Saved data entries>

○ ○ ○ ○ ○

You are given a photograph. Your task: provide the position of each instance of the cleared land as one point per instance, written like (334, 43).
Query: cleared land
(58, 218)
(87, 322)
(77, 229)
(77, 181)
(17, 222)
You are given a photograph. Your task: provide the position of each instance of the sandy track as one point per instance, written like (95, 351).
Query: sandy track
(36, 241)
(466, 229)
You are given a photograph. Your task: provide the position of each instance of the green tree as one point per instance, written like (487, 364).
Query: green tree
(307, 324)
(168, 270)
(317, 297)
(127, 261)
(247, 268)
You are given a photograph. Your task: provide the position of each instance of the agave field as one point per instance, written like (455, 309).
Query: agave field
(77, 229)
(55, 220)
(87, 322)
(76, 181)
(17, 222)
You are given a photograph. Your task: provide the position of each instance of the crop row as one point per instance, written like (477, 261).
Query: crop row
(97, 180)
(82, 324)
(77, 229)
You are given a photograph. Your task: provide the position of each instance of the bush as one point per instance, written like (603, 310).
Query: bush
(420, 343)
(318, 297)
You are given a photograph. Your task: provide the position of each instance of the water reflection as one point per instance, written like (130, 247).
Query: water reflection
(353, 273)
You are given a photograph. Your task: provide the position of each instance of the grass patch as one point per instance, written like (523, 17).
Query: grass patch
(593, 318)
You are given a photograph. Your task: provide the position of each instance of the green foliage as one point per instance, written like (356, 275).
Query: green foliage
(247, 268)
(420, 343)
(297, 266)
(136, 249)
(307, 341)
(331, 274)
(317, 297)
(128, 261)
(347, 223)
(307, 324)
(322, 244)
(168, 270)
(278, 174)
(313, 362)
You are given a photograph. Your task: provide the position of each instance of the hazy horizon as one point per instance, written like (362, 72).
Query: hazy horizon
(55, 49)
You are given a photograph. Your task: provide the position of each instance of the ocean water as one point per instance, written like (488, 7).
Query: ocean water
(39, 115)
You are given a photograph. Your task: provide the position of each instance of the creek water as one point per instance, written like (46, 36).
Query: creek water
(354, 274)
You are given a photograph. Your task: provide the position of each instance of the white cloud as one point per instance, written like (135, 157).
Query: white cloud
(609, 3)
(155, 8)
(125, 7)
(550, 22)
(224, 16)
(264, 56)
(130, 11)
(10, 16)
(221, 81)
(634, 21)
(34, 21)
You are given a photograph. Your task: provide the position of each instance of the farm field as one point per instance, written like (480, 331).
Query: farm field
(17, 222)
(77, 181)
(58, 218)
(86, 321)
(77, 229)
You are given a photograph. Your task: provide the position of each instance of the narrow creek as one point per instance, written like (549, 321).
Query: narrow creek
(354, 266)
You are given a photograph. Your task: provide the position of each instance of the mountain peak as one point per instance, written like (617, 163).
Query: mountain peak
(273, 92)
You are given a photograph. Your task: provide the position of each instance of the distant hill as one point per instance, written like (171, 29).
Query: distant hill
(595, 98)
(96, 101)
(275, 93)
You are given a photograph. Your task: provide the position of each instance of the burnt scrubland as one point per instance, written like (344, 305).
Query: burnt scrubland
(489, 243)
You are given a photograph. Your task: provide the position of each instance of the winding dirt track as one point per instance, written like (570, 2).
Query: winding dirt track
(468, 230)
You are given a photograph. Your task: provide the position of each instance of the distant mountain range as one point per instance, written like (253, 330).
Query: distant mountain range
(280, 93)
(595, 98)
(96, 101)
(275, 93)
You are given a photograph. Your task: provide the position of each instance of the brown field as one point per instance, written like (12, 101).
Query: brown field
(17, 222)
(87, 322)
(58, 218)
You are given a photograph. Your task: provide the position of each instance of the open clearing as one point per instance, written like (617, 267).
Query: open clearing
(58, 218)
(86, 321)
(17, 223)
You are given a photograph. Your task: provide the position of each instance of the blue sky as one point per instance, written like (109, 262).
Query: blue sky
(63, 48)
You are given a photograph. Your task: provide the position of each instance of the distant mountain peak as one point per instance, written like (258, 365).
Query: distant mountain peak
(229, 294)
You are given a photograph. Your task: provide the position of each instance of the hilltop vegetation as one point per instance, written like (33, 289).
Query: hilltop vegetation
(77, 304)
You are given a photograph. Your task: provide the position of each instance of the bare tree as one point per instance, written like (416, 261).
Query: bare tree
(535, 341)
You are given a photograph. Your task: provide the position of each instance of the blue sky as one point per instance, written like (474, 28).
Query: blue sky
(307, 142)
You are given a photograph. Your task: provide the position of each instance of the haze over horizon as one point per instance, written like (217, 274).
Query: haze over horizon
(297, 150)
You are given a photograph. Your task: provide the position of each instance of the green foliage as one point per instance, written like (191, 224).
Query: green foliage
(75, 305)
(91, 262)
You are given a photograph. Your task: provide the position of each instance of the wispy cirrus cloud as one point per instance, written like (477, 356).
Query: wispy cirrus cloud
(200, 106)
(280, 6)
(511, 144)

○ ○ ○ ○ ○

Task goal>
Would you quote, exactly and only, the lines from the one containing "like (416, 261)." to the end of the entries?

Solution for this exercise>
You are given a photograph. Your task: provide the position of each instance of the bare tree as one point per instance, written like (416, 261).
Query: bare tree
(535, 341)
You are given a photograph. Your task: provide the position of each instance of the blue sky as one point per instance, written like (474, 28).
Query: blue sky
(307, 142)
You are given a photograph. Your task: provide the position of each instance of the haze over horizon as one point per instance, written like (217, 274).
Query: haze over horizon
(297, 150)
You are given a photograph. Your task: provide the position of each instance of the green foliage as one point per instance, written like (191, 224).
Query: green foliage
(75, 305)
(91, 262)
You are given a photograph. Your task: provide the position of each instance of the wispy cirrus cloud as one point per instance, written like (477, 356).
Query: wispy cirrus cloud
(200, 106)
(280, 6)
(511, 144)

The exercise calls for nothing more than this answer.